DATASET:
·····
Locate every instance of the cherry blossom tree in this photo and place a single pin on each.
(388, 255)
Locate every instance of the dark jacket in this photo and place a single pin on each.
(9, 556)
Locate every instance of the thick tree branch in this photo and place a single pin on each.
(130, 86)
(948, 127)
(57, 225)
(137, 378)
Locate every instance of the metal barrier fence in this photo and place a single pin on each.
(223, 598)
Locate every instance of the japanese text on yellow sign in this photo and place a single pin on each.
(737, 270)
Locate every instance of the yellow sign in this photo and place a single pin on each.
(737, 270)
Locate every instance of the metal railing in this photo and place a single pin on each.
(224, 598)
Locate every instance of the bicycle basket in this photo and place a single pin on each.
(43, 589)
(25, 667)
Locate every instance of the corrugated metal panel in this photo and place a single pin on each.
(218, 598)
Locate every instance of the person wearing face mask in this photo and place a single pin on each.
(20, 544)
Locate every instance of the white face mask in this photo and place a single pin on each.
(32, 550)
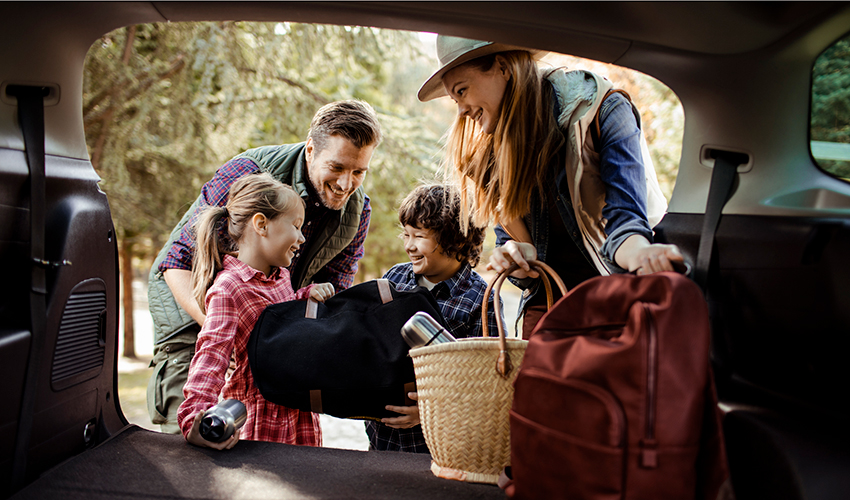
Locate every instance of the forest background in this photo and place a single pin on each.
(166, 104)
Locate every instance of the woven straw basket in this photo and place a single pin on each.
(465, 393)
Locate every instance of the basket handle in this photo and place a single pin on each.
(503, 363)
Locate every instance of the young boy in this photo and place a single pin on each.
(441, 260)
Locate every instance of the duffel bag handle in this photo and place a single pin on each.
(312, 309)
(503, 363)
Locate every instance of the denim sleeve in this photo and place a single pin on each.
(622, 170)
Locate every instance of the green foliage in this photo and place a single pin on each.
(831, 102)
(166, 104)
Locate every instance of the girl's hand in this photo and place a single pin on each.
(410, 414)
(322, 292)
(512, 252)
(194, 436)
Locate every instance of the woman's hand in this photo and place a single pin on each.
(194, 436)
(410, 414)
(642, 257)
(514, 253)
(322, 292)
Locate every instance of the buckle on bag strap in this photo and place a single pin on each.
(384, 290)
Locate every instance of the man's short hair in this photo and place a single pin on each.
(437, 207)
(353, 119)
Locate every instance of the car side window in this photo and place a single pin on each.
(830, 125)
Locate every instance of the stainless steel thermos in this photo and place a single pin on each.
(222, 420)
(421, 330)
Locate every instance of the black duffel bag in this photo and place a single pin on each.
(345, 357)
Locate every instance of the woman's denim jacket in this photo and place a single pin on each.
(621, 170)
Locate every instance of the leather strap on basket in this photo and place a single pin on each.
(384, 291)
(503, 362)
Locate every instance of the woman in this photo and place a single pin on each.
(522, 152)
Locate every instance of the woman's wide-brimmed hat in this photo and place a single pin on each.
(453, 51)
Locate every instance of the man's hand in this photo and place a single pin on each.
(194, 436)
(410, 414)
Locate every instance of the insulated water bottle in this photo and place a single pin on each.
(421, 330)
(222, 420)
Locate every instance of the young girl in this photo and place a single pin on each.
(263, 217)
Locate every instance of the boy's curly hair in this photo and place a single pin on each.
(437, 207)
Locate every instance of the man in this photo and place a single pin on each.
(327, 171)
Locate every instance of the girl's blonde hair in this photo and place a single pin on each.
(497, 173)
(251, 194)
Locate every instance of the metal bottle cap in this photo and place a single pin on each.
(422, 330)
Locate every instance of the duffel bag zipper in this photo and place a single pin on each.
(648, 445)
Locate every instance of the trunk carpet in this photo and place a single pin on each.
(138, 464)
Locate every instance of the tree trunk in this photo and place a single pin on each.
(126, 256)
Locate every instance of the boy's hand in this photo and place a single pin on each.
(410, 414)
(322, 292)
(194, 436)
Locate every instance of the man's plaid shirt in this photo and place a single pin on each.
(460, 299)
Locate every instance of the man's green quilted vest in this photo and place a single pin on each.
(285, 163)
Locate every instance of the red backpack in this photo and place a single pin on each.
(615, 397)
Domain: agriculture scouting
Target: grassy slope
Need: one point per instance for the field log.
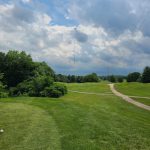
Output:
(135, 89)
(76, 121)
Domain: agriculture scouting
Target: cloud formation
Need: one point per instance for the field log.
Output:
(109, 34)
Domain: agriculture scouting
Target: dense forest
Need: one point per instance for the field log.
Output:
(20, 75)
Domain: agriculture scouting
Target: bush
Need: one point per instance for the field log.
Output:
(61, 87)
(55, 90)
(14, 92)
(3, 94)
(133, 77)
(51, 92)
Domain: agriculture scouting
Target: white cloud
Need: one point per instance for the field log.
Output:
(93, 46)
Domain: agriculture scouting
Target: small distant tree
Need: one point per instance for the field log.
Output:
(133, 77)
(120, 79)
(146, 75)
(112, 78)
(2, 88)
(91, 78)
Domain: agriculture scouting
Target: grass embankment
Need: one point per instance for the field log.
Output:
(136, 89)
(75, 121)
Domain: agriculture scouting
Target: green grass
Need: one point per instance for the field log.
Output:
(73, 122)
(101, 87)
(135, 89)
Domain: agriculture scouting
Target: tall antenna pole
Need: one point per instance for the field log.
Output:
(74, 59)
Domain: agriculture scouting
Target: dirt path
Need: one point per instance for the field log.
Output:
(127, 98)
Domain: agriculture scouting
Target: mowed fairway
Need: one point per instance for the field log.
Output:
(76, 121)
(141, 90)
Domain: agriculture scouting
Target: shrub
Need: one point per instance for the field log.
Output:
(133, 77)
(61, 87)
(52, 92)
(3, 94)
(14, 91)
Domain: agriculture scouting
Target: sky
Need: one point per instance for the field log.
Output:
(79, 36)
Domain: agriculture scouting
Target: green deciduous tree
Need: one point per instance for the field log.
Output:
(133, 77)
(146, 75)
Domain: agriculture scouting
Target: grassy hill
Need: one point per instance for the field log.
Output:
(74, 122)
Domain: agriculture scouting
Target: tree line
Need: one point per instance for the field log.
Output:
(20, 75)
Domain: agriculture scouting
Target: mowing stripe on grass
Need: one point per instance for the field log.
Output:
(91, 93)
(127, 98)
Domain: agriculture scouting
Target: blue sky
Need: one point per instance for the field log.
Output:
(103, 35)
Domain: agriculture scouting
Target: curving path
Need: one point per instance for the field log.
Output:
(127, 98)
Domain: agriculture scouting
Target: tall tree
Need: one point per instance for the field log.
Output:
(18, 67)
(146, 75)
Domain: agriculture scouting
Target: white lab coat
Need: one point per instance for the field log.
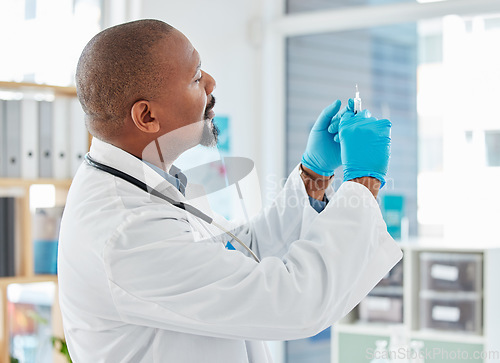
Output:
(142, 281)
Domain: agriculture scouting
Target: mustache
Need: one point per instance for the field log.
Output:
(210, 105)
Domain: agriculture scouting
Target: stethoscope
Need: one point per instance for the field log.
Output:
(186, 207)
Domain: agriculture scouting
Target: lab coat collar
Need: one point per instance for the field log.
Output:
(117, 158)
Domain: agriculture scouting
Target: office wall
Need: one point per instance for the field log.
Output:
(221, 32)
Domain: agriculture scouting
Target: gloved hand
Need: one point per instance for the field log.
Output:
(322, 153)
(365, 144)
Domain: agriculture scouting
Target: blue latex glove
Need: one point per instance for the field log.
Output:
(322, 153)
(334, 126)
(365, 144)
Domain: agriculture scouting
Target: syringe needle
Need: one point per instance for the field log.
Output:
(357, 101)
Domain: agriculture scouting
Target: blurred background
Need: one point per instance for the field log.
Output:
(431, 67)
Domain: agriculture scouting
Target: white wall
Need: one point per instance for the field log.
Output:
(220, 31)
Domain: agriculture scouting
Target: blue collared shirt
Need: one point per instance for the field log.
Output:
(179, 180)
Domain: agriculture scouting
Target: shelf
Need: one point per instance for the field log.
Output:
(27, 279)
(58, 90)
(17, 182)
(448, 336)
(366, 328)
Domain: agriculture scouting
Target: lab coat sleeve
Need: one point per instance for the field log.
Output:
(271, 232)
(162, 275)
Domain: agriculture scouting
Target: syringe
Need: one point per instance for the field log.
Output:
(357, 102)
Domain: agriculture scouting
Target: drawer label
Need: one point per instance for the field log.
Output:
(446, 313)
(444, 272)
(378, 303)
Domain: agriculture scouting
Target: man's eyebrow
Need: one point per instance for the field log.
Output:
(197, 69)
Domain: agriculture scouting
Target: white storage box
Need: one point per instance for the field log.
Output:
(381, 309)
(394, 277)
(451, 271)
(451, 311)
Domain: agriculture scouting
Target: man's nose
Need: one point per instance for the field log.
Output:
(210, 83)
·····
WORK TO BE COMPLETED: The answer must be every line from the records above that contains "cloud".

RESPONSE TO THIS TASK:
Target: cloud formation
Target: white cloud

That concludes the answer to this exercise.